Rewrite the records below as a single numbered list, one line per item, and leave out any blank lines.
[MATERIAL TO PROCESS start]
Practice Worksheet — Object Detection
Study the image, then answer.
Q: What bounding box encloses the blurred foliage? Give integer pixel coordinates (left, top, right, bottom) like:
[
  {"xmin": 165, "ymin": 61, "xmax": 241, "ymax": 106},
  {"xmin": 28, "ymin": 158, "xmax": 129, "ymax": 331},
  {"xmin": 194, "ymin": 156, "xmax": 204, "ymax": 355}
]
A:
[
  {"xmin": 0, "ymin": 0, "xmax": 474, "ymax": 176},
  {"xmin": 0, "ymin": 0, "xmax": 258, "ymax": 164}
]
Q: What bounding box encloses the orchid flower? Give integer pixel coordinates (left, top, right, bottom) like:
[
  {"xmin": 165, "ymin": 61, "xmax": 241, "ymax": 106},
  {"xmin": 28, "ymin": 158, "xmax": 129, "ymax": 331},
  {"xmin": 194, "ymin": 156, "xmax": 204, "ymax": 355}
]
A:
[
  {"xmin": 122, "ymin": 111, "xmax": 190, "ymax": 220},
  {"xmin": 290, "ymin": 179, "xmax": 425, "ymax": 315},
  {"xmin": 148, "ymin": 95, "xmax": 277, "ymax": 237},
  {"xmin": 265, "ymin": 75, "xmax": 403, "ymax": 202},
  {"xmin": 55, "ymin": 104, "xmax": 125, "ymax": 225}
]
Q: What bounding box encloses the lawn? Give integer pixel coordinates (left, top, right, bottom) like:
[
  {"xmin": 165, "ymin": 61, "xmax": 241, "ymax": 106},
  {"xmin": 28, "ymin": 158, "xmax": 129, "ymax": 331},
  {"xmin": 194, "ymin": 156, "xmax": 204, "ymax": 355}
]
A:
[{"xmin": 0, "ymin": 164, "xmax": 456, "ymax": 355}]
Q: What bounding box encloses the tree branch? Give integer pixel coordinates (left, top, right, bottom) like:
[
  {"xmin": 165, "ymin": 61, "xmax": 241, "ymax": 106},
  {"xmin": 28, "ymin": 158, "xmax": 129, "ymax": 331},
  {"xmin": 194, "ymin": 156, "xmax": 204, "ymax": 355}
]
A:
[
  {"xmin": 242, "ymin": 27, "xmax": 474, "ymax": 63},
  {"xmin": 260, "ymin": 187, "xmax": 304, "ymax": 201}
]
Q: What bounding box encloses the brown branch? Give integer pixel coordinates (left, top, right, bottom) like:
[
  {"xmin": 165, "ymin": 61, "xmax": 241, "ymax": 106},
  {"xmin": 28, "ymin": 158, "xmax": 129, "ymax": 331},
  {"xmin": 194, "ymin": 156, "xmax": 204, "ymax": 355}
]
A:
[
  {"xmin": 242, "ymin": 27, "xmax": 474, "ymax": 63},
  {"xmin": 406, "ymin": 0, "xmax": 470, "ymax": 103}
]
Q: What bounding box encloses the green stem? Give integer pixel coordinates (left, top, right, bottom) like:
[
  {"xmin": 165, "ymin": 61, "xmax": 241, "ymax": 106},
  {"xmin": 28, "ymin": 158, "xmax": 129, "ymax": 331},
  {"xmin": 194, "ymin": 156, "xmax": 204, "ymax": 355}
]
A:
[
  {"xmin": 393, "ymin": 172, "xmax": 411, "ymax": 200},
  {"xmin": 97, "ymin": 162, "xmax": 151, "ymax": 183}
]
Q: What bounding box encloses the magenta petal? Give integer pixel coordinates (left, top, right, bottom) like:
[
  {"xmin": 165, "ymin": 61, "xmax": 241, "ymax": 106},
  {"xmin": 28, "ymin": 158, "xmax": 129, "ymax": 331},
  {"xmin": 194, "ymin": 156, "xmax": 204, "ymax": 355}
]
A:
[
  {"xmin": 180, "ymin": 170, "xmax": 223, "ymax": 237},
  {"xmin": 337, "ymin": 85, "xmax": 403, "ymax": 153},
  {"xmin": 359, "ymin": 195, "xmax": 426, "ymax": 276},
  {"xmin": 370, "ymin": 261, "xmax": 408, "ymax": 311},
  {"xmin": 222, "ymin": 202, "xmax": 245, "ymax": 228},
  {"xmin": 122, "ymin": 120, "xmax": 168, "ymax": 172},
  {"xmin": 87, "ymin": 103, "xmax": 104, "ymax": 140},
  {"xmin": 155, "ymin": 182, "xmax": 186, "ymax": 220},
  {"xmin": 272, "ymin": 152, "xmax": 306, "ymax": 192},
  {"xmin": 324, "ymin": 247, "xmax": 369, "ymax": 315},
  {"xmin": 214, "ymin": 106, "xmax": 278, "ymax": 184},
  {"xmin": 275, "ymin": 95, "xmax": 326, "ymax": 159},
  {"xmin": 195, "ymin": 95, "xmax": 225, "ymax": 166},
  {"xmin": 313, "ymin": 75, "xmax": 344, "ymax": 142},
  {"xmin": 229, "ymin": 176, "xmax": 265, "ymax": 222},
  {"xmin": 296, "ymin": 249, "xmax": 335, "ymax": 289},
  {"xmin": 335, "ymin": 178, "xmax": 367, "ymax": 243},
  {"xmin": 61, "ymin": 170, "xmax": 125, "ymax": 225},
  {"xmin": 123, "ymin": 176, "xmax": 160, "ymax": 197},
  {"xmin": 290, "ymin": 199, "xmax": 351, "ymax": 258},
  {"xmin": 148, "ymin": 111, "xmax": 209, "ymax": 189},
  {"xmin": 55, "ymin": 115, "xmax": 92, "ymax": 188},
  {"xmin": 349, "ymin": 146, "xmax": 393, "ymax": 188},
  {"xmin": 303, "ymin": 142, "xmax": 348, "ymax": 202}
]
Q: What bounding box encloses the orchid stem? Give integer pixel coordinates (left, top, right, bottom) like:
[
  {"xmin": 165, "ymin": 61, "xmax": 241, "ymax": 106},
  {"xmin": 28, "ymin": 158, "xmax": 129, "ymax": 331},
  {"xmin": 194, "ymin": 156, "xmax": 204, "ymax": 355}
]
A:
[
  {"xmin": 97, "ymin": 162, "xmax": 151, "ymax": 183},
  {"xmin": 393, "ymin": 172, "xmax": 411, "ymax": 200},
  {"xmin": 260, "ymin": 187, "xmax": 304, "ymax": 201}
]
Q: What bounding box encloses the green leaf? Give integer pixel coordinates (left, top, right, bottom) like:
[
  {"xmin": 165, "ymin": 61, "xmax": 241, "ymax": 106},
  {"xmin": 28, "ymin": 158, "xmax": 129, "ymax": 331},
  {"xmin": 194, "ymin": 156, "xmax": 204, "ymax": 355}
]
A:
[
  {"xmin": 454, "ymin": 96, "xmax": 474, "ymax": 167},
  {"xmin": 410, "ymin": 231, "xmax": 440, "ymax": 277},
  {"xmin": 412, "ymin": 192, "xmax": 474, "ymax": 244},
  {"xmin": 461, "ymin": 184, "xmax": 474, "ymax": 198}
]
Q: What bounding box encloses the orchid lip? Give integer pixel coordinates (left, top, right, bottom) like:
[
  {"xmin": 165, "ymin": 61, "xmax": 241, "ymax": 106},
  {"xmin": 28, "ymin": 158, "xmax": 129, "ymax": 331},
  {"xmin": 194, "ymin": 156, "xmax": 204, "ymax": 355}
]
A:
[MATERIAL TO PROCESS end]
■ **FINAL RESULT**:
1. Practice Worksheet — Object Detection
2. Study the image, then answer.
3. Q: What bounding box encloses the blurred foliage? Give integer pixel coordinates (left, top, right, bottom) like:
4. [
5.   {"xmin": 165, "ymin": 61, "xmax": 241, "ymax": 106},
6.   {"xmin": 28, "ymin": 158, "xmax": 129, "ymax": 331},
7.   {"xmin": 194, "ymin": 156, "xmax": 204, "ymax": 355}
8. ]
9. A:
10. [
11.   {"xmin": 0, "ymin": 0, "xmax": 474, "ymax": 176},
12.   {"xmin": 0, "ymin": 0, "xmax": 258, "ymax": 164}
13. ]
14. Q: What bounding box encloses the orchid flower? Give integer pixel coordinates (left, top, right, bottom) like:
15. [
16.   {"xmin": 165, "ymin": 61, "xmax": 241, "ymax": 106},
17.   {"xmin": 28, "ymin": 158, "xmax": 129, "ymax": 331},
18.   {"xmin": 194, "ymin": 156, "xmax": 204, "ymax": 355}
19. ]
20. A:
21. [
22.   {"xmin": 122, "ymin": 111, "xmax": 190, "ymax": 220},
23.   {"xmin": 290, "ymin": 179, "xmax": 425, "ymax": 315},
24.   {"xmin": 148, "ymin": 95, "xmax": 277, "ymax": 237},
25.   {"xmin": 265, "ymin": 75, "xmax": 403, "ymax": 202},
26.   {"xmin": 55, "ymin": 104, "xmax": 125, "ymax": 225}
27. ]
28. Q: What bounding box encloses the lawn? Give integer pixel coordinates (left, top, right, bottom) like:
29. [
30.   {"xmin": 165, "ymin": 61, "xmax": 241, "ymax": 106},
31.   {"xmin": 28, "ymin": 158, "xmax": 129, "ymax": 331},
32.   {"xmin": 194, "ymin": 156, "xmax": 204, "ymax": 355}
33. ]
34. A:
35. [{"xmin": 0, "ymin": 164, "xmax": 456, "ymax": 355}]
36. Q: What bounding box encloses the tree branch? Give integer pixel coordinates (left, top, right, bottom) like:
37. [
38.   {"xmin": 165, "ymin": 61, "xmax": 241, "ymax": 106},
39.   {"xmin": 28, "ymin": 158, "xmax": 129, "ymax": 331},
40.   {"xmin": 194, "ymin": 156, "xmax": 204, "ymax": 355}
41. ]
42. A:
43. [
44.   {"xmin": 242, "ymin": 27, "xmax": 474, "ymax": 63},
45.   {"xmin": 260, "ymin": 187, "xmax": 304, "ymax": 201}
46. ]
47. Q: What bounding box encloses the brown branch? Give integer pixel coordinates (left, top, right, bottom) like:
48. [
49.   {"xmin": 165, "ymin": 61, "xmax": 241, "ymax": 106},
50.   {"xmin": 28, "ymin": 158, "xmax": 129, "ymax": 331},
51.   {"xmin": 194, "ymin": 156, "xmax": 204, "ymax": 355}
52. ]
53. A:
54. [
55.   {"xmin": 242, "ymin": 27, "xmax": 474, "ymax": 63},
56.   {"xmin": 406, "ymin": 0, "xmax": 470, "ymax": 103}
57. ]
58. Q: What bounding box encloses the green stem? Give integer pixel coordinates (left, top, right, bottom) like:
59. [
60.   {"xmin": 165, "ymin": 61, "xmax": 241, "ymax": 106},
61.   {"xmin": 28, "ymin": 158, "xmax": 129, "ymax": 331},
62.   {"xmin": 194, "ymin": 156, "xmax": 204, "ymax": 355}
63. ]
64. A:
65. [
66.   {"xmin": 393, "ymin": 172, "xmax": 411, "ymax": 200},
67.   {"xmin": 97, "ymin": 162, "xmax": 151, "ymax": 183}
68. ]
69. Q: What bounding box encloses the magenta petal? Give integer pixel coordinates (left, top, right, bottom) like:
70. [
71.   {"xmin": 165, "ymin": 61, "xmax": 241, "ymax": 106},
72.   {"xmin": 28, "ymin": 158, "xmax": 129, "ymax": 331},
73.   {"xmin": 194, "ymin": 156, "xmax": 204, "ymax": 355}
74. ]
75. A:
76. [
77.   {"xmin": 180, "ymin": 170, "xmax": 223, "ymax": 237},
78.   {"xmin": 337, "ymin": 85, "xmax": 403, "ymax": 153},
79.   {"xmin": 359, "ymin": 195, "xmax": 426, "ymax": 276},
80.   {"xmin": 370, "ymin": 261, "xmax": 408, "ymax": 311},
81.   {"xmin": 222, "ymin": 202, "xmax": 245, "ymax": 228},
82.   {"xmin": 122, "ymin": 120, "xmax": 168, "ymax": 172},
83.   {"xmin": 87, "ymin": 103, "xmax": 104, "ymax": 140},
84.   {"xmin": 155, "ymin": 182, "xmax": 186, "ymax": 220},
85.   {"xmin": 272, "ymin": 152, "xmax": 306, "ymax": 192},
86.   {"xmin": 324, "ymin": 247, "xmax": 369, "ymax": 315},
87.   {"xmin": 214, "ymin": 106, "xmax": 278, "ymax": 184},
88.   {"xmin": 275, "ymin": 95, "xmax": 326, "ymax": 159},
89.   {"xmin": 195, "ymin": 95, "xmax": 225, "ymax": 166},
90.   {"xmin": 313, "ymin": 75, "xmax": 344, "ymax": 142},
91.   {"xmin": 229, "ymin": 176, "xmax": 265, "ymax": 222},
92.   {"xmin": 296, "ymin": 249, "xmax": 335, "ymax": 289},
93.   {"xmin": 335, "ymin": 178, "xmax": 367, "ymax": 243},
94.   {"xmin": 61, "ymin": 170, "xmax": 125, "ymax": 225},
95.   {"xmin": 123, "ymin": 176, "xmax": 160, "ymax": 197},
96.   {"xmin": 290, "ymin": 199, "xmax": 351, "ymax": 258},
97.   {"xmin": 148, "ymin": 111, "xmax": 209, "ymax": 189},
98.   {"xmin": 55, "ymin": 115, "xmax": 92, "ymax": 188},
99.   {"xmin": 349, "ymin": 146, "xmax": 393, "ymax": 188},
100.   {"xmin": 303, "ymin": 142, "xmax": 348, "ymax": 202}
101. ]
102. Q: What bounding box encloses the orchid stem? Give integer pixel coordinates (left, top, right, bottom) like:
103. [
104.   {"xmin": 165, "ymin": 61, "xmax": 241, "ymax": 106},
105.   {"xmin": 28, "ymin": 158, "xmax": 129, "ymax": 331},
106.   {"xmin": 194, "ymin": 156, "xmax": 204, "ymax": 355}
107. ]
108. A:
109. [
110.   {"xmin": 97, "ymin": 162, "xmax": 151, "ymax": 183},
111.   {"xmin": 393, "ymin": 172, "xmax": 411, "ymax": 200},
112.   {"xmin": 260, "ymin": 187, "xmax": 304, "ymax": 201}
113. ]
114. Q: What bounding box encloses the green leaf? Give integer pixel coordinates (left, top, right, bottom) like:
115. [
116.   {"xmin": 165, "ymin": 61, "xmax": 241, "ymax": 106},
117.   {"xmin": 28, "ymin": 158, "xmax": 129, "ymax": 331},
118.   {"xmin": 194, "ymin": 156, "xmax": 204, "ymax": 355}
119. ]
120. A:
121. [
122.   {"xmin": 454, "ymin": 96, "xmax": 474, "ymax": 167},
123.   {"xmin": 410, "ymin": 231, "xmax": 440, "ymax": 277},
124.   {"xmin": 412, "ymin": 192, "xmax": 474, "ymax": 244},
125.   {"xmin": 461, "ymin": 184, "xmax": 474, "ymax": 198}
126. ]
127. Q: What bounding box encloses the orchid lip? Give integer pixel coordinates (left, top, right, bottom) like:
128. [
129.   {"xmin": 165, "ymin": 61, "xmax": 241, "ymax": 106},
130.   {"xmin": 28, "ymin": 158, "xmax": 129, "ymax": 331},
131.   {"xmin": 194, "ymin": 156, "xmax": 204, "ymax": 355}
132. ]
133. A:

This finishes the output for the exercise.